Lenin, Fußball und Rumba

BABYLON In „The First Rasta“ erzählt Hélène Lee in einem eigenwilligen, eher essayhaften Stil die Geschichte des Begründers der Rastafari-Bewegung Percival Howell

Die Rastafari-Veteranen wechseln ständig zwischen Reminiszenzen, Prophezeiungen und Zitaten aus Reggae-Songs hin und her

VON WILFRIED HIPPEN

Haile Selassies soll nicht sehr angetan davon gewesen sein, dass einige Unruhestifter im fernen Jamaika ihn zu ihrer Göttlichkeit auserkoren hatten. Und auf die Idee, einen in Äthiopien absolut herrschenden Monarchen zu verehren, muss ein unter der britischen Kolonialknute lebender Nachkomme von Sklaven in der Karibik erst einmal kommen. In der sehr eigenwillig inszenierten Dokumentation „The First Rasta“ stellt die französische Journalistin Hélèle Lee nicht nur jenen Mann vor, der in den 30er Jahren des letzten Jahrhunderts die Rastafari-Bewegung gründete, sie macht auch deutlich, aus welchen verschiedenen Einflüssen dieses Glaubenssystem zusammengefügt wurde. Und sie tut dies in einem eher literarischen als journalistischen Stil. Inspiriert wurde Percival Howell 1917 als junger Seemann auf weiter Fahrt von „Lenin, Fußball und Rumba“. So die schöne, aber historisch wohl nicht belegte Formulierung von Lee, die mit Sätzen wie: „An der Reling der Logan lehnend, grübelt Howell: „Ist dies das Ende des internationalen Traums?“ manchmal ganz ins fiktive Nachempfinden übergeht.

> **DATENZEILEN**
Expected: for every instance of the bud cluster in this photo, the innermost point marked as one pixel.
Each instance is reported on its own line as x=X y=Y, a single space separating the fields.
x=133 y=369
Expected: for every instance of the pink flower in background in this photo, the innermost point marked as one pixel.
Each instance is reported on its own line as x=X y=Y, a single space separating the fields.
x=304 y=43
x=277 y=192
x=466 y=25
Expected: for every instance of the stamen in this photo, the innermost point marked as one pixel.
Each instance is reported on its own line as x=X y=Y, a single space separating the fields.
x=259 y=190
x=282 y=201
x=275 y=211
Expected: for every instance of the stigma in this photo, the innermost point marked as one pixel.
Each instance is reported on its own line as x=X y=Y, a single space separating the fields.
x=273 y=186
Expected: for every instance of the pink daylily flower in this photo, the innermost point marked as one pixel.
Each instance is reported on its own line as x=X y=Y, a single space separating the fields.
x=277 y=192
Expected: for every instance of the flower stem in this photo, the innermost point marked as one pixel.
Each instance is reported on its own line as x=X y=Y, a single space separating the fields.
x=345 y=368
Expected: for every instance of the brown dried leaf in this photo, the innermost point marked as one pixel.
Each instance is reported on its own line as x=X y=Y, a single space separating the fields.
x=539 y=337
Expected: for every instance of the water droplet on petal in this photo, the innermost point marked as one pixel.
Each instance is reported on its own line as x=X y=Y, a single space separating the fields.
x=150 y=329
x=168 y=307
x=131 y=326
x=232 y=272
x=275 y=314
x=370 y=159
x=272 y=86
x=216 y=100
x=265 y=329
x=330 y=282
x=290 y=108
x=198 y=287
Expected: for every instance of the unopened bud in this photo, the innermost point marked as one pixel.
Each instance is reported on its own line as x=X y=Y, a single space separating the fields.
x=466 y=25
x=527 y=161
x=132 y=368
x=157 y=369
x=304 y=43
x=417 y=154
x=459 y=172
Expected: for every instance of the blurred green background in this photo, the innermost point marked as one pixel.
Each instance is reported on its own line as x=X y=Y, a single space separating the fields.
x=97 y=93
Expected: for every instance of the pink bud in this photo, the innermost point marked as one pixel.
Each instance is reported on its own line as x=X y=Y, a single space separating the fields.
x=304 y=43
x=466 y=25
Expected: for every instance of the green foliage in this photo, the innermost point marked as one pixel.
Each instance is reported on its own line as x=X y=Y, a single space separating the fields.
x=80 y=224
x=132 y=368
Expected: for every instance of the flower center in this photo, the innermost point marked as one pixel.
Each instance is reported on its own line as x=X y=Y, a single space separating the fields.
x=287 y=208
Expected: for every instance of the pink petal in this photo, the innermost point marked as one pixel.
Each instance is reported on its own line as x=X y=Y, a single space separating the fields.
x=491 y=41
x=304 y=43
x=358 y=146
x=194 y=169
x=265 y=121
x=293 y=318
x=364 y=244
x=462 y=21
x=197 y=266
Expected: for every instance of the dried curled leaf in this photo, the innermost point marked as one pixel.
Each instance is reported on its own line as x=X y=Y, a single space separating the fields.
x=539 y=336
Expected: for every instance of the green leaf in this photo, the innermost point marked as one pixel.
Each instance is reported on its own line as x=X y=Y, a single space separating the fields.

> **AUFGABEN**
1. Beantworte anhand des Textes über die Dokumentation „The First Rasta“:
(a) Welchen Beruf hat die Frau, die die Dokumentation gemacht hat?
(b) In welchem Jahr wurde Percival Howell als junger Seemann inspiriert?
(c) In welchem Jahrzehnt gründete er die Rastafari-Bewegung?
2. Setze den Text über die Dokumentation „The First Rasta“ nach seinem letzten Satz fort.
Die Zeilen spielen dafür keine Rolle.

> **ERWARTETE ANTWORTEN**
1.
(a) Sie ist Journalistin, genauer eine französische Journalistin.
(b) 1917
(c) In den 30er Jahren des letzten Jahrhunderts.

2.
Und dem Film tut es gut, dass sie keine Angst davor hat, zu fabulieren. Es gibt kaum Fotos oder schriftliche Belege für diese frühen Jahre von Howell, bekannt sind nur die Eckdaten wie seine Erfahrungen als Matrose eines Transportschiff der US Army in den arktischen Häfen von Russland, wo ihn die Idee der Revolution faszinierte.. Ein paar Einstellungen aus Eisensteins „Panzerkreuzer Potemkin“ sind in dies Bebilderung dieser Entwicklungsphase ebenso montiert worden wie Originalaufnahmen von der „Harlem Renaissance“, die Howell im New York der 20er Jahre miterlebt. Dieses ganz neue schwarze Selbstbewusstsein und die Begegnung mit seinem Landsmann Marcus Garvey, der als erster Haile Selassie als eine schwarze Alternative zu all den weißen Göttern ansah, formten Howell nachhaltig. Und der Film macht dies sehr informativ und anschaulich klar.

Ein Brahmane aus der indischstämmigen Bevölkerungsschicht von Jamaika macht deutlich, wie groß die Einflüsse der Hindu-Religion auf die Rastafaris sind. So haben Dreadlocks und das rituelle Rauchen von Ganja eindeutig indische Ursprünge.

In den 30er Jahren kam Howell zurück nach Jamaika, in den 40ern gründete er eine ländliche Kommune namens Pinnacle und über diese können einige Zeitzeugen noch im Film berichten. Diese Veteranen der Rastafari-Bewegung sind durchweg große Erzähler, Prediger und Sänger. Und sie wechseln ständig zwischen Reminiszenzen, Prophezeiungen über das zerstörerische „Babylon“ und Zitaten aus Reggae-Songs hin und her. Durch sie wird dies auch ein bunter, wilder, sehr musikalischer Film.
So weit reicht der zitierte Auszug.